Format every line of the records below as a JSON list of strings, one string per line, skipping blank lines. Leave the pictures out of the answer.
********
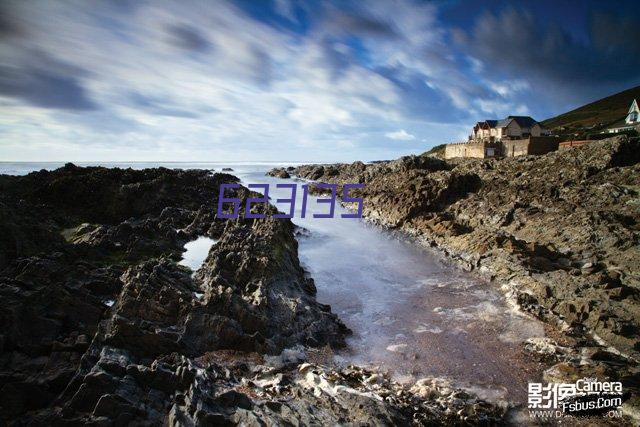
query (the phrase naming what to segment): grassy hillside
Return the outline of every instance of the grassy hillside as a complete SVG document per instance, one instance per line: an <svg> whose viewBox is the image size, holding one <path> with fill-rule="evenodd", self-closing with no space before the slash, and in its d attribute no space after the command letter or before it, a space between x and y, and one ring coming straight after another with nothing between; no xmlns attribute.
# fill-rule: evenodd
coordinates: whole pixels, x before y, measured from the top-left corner
<svg viewBox="0 0 640 427"><path fill-rule="evenodd" d="M568 113L547 119L542 124L559 133L572 130L597 131L621 122L633 99L640 102L640 86L602 98Z"/></svg>

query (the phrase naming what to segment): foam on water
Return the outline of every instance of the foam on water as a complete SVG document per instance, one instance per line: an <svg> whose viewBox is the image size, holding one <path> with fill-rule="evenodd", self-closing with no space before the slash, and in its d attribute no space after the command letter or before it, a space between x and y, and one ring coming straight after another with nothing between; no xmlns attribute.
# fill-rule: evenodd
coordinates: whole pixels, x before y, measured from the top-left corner
<svg viewBox="0 0 640 427"><path fill-rule="evenodd" d="M198 270L202 267L202 263L209 255L209 250L216 242L217 240L204 236L188 242L184 245L186 252L182 255L182 260L178 264L189 267L193 271Z"/></svg>

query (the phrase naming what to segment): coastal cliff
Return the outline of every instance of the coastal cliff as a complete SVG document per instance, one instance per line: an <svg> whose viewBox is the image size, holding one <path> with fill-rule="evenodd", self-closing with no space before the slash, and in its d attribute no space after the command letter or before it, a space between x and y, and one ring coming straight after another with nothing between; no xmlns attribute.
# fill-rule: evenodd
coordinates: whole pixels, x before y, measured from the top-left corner
<svg viewBox="0 0 640 427"><path fill-rule="evenodd" d="M364 198L365 218L494 280L560 331L536 344L556 362L548 380L617 378L637 396L639 162L638 139L621 136L544 156L422 155L272 174L364 183L352 196Z"/></svg>
<svg viewBox="0 0 640 427"><path fill-rule="evenodd" d="M0 423L477 424L507 408L323 354L295 226L215 217L228 174L79 168L0 176ZM245 188L236 196L252 193ZM252 194L255 196L255 194ZM257 207L273 211L273 207ZM241 216L244 217L244 216ZM186 242L216 239L197 271Z"/></svg>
********
**TASK OUTPUT:**
[
  "query (the phrase naming what to segment): grassy hillside",
  "Return the outline of every instance of the grassy hillside as a complete SVG document per instance, one instance per line: an <svg> whose viewBox is the image size, holding one <path> with fill-rule=\"evenodd\", self-closing with no space before the slash, and in its d attribute no space after the command letter or before it, a space between x and y, and one ring coming straight after another with nothing between; no xmlns attribute.",
  "# fill-rule: evenodd",
  "coordinates: whole pixels, x before y, measured from the top-left corner",
  "<svg viewBox=\"0 0 640 427\"><path fill-rule=\"evenodd\" d=\"M568 113L547 119L542 124L559 133L572 130L597 131L621 122L633 99L640 102L640 86L602 98Z\"/></svg>",
  "query (the phrase naming what to segment): foam on water",
  "Return the outline of every instance of the foam on water as a complete SVG document per instance, one instance per line: an <svg> whose viewBox is the image size, holding one <path> with fill-rule=\"evenodd\", self-closing with no space before the slash, and in its d attribute no space after the command letter or before it, a space between x and y, and one ring coming straight after another with nothing between; no xmlns attribute.",
  "# fill-rule: evenodd",
  "coordinates: whole pixels, x before y, measured from the top-left corner",
  "<svg viewBox=\"0 0 640 427\"><path fill-rule=\"evenodd\" d=\"M198 270L202 267L202 263L209 255L209 250L216 242L217 240L204 236L188 242L184 245L186 252L182 255L182 260L178 264L189 267L193 271Z\"/></svg>",
  "query (the phrase naming what to segment): coastal cliff",
  "Return the outline of every instance of the coastal cliff as a complete SVG document per instance, one instance per line: an <svg> whose viewBox is the image size, holding one <path> with fill-rule=\"evenodd\", self-closing with no space before the slash, and in its d attribute no space after the command letter or before it, a space between x and y, and one ring coming straight after another with nothing between; no xmlns attribute.",
  "# fill-rule: evenodd",
  "coordinates: whole pixels, x before y, measured from the top-left corner",
  "<svg viewBox=\"0 0 640 427\"><path fill-rule=\"evenodd\" d=\"M364 198L365 218L494 280L560 331L536 344L556 362L548 380L617 378L637 396L639 162L638 139L621 136L544 156L422 155L272 174L364 183L352 196Z\"/></svg>",
  "<svg viewBox=\"0 0 640 427\"><path fill-rule=\"evenodd\" d=\"M0 423L477 424L507 408L323 354L295 226L215 217L228 174L79 168L0 176ZM245 188L236 196L252 193ZM252 194L255 196L255 194ZM257 207L273 211L273 207ZM241 216L244 217L244 216ZM186 242L216 239L197 271Z\"/></svg>"
]